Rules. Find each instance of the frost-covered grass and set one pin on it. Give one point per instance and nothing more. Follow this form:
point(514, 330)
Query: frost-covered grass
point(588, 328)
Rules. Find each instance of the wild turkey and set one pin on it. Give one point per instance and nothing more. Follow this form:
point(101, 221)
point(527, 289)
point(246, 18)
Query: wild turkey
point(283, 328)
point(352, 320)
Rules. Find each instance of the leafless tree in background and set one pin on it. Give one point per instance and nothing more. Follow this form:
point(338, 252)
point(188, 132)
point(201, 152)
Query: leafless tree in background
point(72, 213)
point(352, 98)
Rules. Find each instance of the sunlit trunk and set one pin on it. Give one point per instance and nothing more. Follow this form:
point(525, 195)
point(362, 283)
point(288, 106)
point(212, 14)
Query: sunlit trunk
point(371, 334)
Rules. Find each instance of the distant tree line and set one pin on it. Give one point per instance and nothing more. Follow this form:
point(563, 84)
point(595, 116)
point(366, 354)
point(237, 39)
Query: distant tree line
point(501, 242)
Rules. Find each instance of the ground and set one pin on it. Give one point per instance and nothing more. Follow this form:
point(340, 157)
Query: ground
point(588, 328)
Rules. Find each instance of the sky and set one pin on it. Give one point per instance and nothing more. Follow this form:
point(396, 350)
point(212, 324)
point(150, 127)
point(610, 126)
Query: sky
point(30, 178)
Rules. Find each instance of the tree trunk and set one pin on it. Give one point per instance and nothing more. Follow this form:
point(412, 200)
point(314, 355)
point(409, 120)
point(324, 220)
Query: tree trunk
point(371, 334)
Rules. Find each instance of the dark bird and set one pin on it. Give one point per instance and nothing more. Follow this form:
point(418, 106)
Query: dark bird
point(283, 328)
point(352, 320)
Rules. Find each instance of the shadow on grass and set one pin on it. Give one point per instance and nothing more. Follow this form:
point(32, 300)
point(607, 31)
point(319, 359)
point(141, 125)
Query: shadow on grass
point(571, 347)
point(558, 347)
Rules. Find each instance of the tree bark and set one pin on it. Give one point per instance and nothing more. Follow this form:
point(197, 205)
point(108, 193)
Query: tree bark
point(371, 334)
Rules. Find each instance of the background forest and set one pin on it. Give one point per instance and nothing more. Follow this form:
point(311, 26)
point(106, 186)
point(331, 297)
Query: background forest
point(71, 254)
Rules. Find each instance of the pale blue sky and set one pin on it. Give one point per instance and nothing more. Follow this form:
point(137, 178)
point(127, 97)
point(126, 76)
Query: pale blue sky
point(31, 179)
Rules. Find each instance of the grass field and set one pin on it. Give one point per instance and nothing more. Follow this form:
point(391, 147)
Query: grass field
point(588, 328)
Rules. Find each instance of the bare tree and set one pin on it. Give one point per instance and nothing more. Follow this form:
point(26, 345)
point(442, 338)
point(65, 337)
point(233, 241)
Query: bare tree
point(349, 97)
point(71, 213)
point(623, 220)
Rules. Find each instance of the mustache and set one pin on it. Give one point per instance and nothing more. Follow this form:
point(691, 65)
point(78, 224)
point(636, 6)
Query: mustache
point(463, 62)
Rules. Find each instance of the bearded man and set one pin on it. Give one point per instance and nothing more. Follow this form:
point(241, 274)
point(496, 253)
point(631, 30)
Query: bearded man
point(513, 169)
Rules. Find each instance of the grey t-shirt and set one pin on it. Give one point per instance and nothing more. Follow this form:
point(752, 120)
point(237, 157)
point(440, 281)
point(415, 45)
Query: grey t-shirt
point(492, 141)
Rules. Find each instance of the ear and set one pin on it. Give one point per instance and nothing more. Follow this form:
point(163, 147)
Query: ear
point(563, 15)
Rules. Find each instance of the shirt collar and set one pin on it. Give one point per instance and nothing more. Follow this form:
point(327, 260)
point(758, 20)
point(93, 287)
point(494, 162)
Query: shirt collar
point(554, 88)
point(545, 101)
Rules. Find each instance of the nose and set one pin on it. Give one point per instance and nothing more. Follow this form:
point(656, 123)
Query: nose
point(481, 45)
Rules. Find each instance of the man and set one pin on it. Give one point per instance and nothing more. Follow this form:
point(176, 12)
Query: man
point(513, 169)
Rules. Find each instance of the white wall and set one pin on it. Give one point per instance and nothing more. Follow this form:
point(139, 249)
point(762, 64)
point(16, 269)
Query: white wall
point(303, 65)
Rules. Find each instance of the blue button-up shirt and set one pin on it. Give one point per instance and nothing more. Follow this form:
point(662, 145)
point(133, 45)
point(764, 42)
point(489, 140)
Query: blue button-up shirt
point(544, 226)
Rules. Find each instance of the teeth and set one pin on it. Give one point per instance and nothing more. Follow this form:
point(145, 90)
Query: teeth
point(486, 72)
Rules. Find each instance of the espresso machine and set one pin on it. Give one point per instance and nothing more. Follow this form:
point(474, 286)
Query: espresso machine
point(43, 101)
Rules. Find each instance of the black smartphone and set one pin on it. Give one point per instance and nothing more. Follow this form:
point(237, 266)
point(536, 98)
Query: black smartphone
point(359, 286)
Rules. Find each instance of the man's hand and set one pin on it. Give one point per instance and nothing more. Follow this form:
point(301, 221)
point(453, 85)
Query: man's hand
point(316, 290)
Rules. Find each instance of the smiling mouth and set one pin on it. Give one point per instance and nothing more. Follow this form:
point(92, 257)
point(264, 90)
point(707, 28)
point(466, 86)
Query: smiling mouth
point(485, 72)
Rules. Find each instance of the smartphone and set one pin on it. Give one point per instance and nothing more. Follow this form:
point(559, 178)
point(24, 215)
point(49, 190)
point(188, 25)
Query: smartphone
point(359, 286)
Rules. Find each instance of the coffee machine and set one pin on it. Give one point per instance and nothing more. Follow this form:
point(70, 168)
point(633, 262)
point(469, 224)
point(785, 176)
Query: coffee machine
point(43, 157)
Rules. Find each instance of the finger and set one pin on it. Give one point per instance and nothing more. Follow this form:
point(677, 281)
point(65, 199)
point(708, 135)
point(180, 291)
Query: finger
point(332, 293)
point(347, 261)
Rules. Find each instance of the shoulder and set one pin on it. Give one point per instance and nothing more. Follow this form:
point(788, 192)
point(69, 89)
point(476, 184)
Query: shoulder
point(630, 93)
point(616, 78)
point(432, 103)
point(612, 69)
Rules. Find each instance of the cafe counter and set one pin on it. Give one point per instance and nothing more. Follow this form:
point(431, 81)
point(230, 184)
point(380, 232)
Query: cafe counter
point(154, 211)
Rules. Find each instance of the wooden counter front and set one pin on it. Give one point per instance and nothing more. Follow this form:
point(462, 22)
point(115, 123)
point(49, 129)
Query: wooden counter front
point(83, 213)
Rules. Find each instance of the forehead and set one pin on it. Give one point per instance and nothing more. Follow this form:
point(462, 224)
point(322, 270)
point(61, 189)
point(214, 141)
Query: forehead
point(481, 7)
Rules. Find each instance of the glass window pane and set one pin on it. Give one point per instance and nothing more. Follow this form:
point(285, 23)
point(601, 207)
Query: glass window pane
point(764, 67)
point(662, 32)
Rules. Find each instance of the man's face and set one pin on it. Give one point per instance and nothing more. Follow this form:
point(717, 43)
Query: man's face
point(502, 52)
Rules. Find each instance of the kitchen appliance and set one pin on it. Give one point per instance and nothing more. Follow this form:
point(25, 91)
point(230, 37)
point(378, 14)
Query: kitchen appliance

^^^^^^^^

## Stated exercise
Copy all of the records above word for word, without changing anything.

## The result
Rules. Find each instance of the frost-covered grass and set one pin on it. Give one point per instance and nothing more. Follow this form:
point(514, 330)
Query: frost-covered grass
point(588, 328)
Rules. Find each instance of the wild turkey and set one pin on it. Give one point per instance and nothing more. Follow this form:
point(101, 221)
point(527, 289)
point(246, 18)
Query: wild turkey
point(283, 328)
point(352, 320)
Rules. Find each instance of the leafless tree in background and set one pin on it. Give one point per instance and nothing more. Follow this form:
point(338, 252)
point(188, 132)
point(201, 152)
Query: leafless tree in background
point(72, 213)
point(352, 98)
Rules. Find each instance of the sunlit trunk and set one pin on it. Give one point per instance and nothing more. Follow this form:
point(525, 195)
point(362, 283)
point(288, 106)
point(212, 14)
Query: sunlit trunk
point(371, 334)
Rules. Find each instance of the distant tree line and set one pin on it. Give one point per instance and nothing more. Follow this form:
point(563, 84)
point(595, 116)
point(366, 354)
point(237, 39)
Query: distant tree line
point(501, 242)
Rules. Find each instance of the ground and set one pin on it. Give one point per instance and nothing more. Follow this form:
point(340, 157)
Query: ground
point(588, 328)
Rules. Find each instance of the sky and set one pin on it. Give one point per instance and nothing more. Follow this form:
point(396, 350)
point(212, 324)
point(150, 127)
point(610, 126)
Query: sky
point(30, 178)
Rules. Find each instance of the tree trunk and set one pin on it. Give one point per instance and nothing more. Follow this form:
point(412, 200)
point(314, 355)
point(409, 120)
point(324, 220)
Query: tree trunk
point(371, 334)
Rules. Find each instance of the dark bird and set one pin on it. Give one point per instance and nothing more. Follow this form:
point(418, 106)
Query: dark bird
point(283, 328)
point(352, 320)
Rules. Find each instance of the shadow on grass and set one pin on it. Give one point per instance and nothing more. Follow this form:
point(32, 300)
point(607, 31)
point(319, 359)
point(141, 125)
Query: shadow on grass
point(571, 347)
point(558, 347)
Rules. Find each instance of the tree bark and set one pin on it. Give one point per instance and nothing more. Follow this form:
point(197, 205)
point(108, 193)
Query: tree bark
point(371, 334)
Rules. Find each instance of the background forest and set one pin on it. Give one point per instance and nothing more. Follow this form:
point(311, 26)
point(106, 186)
point(331, 297)
Query: background forest
point(71, 254)
Rules. Find each instance of the pale blue sky and set one pin on it. Give one point per instance and nothing more. Follow this form:
point(137, 178)
point(127, 97)
point(126, 76)
Query: pale blue sky
point(31, 179)
Rules. Find each instance of the grass field and set one pin on it. Give one point per instance and nothing more. Follow this form:
point(391, 147)
Query: grass field
point(588, 328)
Rules. Find each instance of the bare tree and set one pin on it. Give one point per instance and nothing more. Follow this form:
point(26, 345)
point(442, 338)
point(65, 337)
point(233, 241)
Query: bare tree
point(349, 97)
point(71, 213)
point(623, 220)
Rules. Find each instance of the mustache and set one pin on it. Give one point per instance and nothing more. Follow this form:
point(691, 65)
point(78, 224)
point(636, 6)
Query: mustache
point(463, 62)
Rules. Find each instance of the bearded man and set one pin on it. Give one point per instance and nothing more. Follow this form:
point(241, 274)
point(496, 253)
point(631, 30)
Query: bearded man
point(513, 169)
Rules. Find each instance of the grey t-shirt and set one pin on it. Give one point per instance and nothing more. Follow this form:
point(752, 120)
point(237, 157)
point(440, 281)
point(415, 45)
Query: grey t-shirt
point(492, 141)
Rules. Find each instance of the ear and set one pin on it. Give one point per instance and nothing more. Follow this form:
point(163, 147)
Query: ear
point(563, 15)
Rules. Find each instance of the shirt collar and set one pin on it. Give one point per instance and nothing more. Follow this form:
point(327, 260)
point(758, 20)
point(93, 287)
point(494, 162)
Query: shirt collar
point(554, 88)
point(545, 101)
Rules. Find each instance of the nose and set one pin on it. Give one point per instance and nothing more. Follow this form:
point(656, 123)
Query: nose
point(481, 45)
Rules. Find each instance of the man and set one pin on it. Give one point per instance and nothing more. Follow this form:
point(176, 12)
Query: man
point(513, 169)
Rules. Find each instance of the white wall and set one pin on it. Give one point per instance and nothing more. Follow this form:
point(139, 249)
point(762, 64)
point(16, 269)
Query: white wall
point(303, 65)
Rules. Find each instance of the blue button-up shirt and set one pin on it. Give one point per instance and nothing more. Follow this form:
point(662, 145)
point(133, 45)
point(764, 42)
point(489, 140)
Query: blue button-up shirt
point(544, 226)
Rules. Find each instance of the teeth and set one pin on it. Give one point per instance and nothing more. Follow this form:
point(145, 90)
Query: teeth
point(486, 72)
Rules. Find each instance of the espresso machine and set one pin on it. Give one point per instance and nothing more. Follow this form:
point(474, 286)
Query: espresso machine
point(43, 101)
Rules. Find each instance of the black smartphone and set one pin on it. Give one point per instance and nothing more. Follow this form:
point(237, 266)
point(536, 98)
Query: black smartphone
point(359, 286)
Rules. Find each instance of the man's hand and set one pin on it. Give one point per instance and nothing more. Follow this form:
point(301, 221)
point(453, 85)
Query: man's hand
point(316, 290)
Rules. Find each instance of the smiling mouth and set one pin on it. Give one point per instance and nothing more. Follow this form:
point(92, 257)
point(264, 90)
point(707, 28)
point(466, 86)
Query: smiling mouth
point(485, 72)
Rules. Find each instance of the smartphone and set one pin on it. Give one point per instance and nothing more. Follow this form:
point(559, 178)
point(24, 215)
point(49, 190)
point(188, 25)
Query: smartphone
point(359, 286)
Rules. Find each instance of the coffee machine and set one pin on it. Give one point per instance and nothing more. Follow this form:
point(70, 168)
point(633, 262)
point(469, 224)
point(785, 176)
Query: coffee machine
point(43, 157)
Rules. Find each instance of the finger and set one pin on it. Give one point per instance and nothing more. Follow this form:
point(677, 281)
point(65, 199)
point(708, 135)
point(180, 291)
Query: finger
point(332, 293)
point(347, 261)
Rules. Find each instance of the shoulder and set one pin on it. Give one point per instance and nothing more. Follow this form:
point(788, 192)
point(69, 89)
point(476, 184)
Query: shoulder
point(630, 93)
point(616, 78)
point(432, 103)
point(612, 69)
Rules. Find each instance of the cafe counter and set one pin on it. Give one point per instance and nothing more. Follow this form:
point(431, 81)
point(230, 184)
point(380, 232)
Query: cafe counter
point(154, 211)
Rules. Find each instance of the wooden counter front and set one pin on it. Give one point per instance and nothing more. Follow this form:
point(462, 22)
point(115, 123)
point(49, 129)
Query: wooden counter front
point(83, 213)
Rules. Find each instance of the forehead and set one pin on it. Give one point per instance and nothing more. Follow this form:
point(462, 224)
point(322, 270)
point(61, 189)
point(214, 141)
Query: forehead
point(481, 7)
Rules. Find each instance of the glass window pane and set one pin on it. Give one point per instance and nothing more. Follow this form:
point(285, 23)
point(601, 207)
Query: glass window pane
point(764, 67)
point(662, 32)
Rules. Find each instance of the man's face and set one pin on it. Give one point per instance and nothing more. Follow this form:
point(717, 43)
Query: man's face
point(502, 52)
Rules. Find each instance of the kitchen appliance and set one pin on it. Give one point per instance and nothing more. Follow this form:
point(25, 91)
point(230, 37)
point(378, 14)
Query: kitchen appliance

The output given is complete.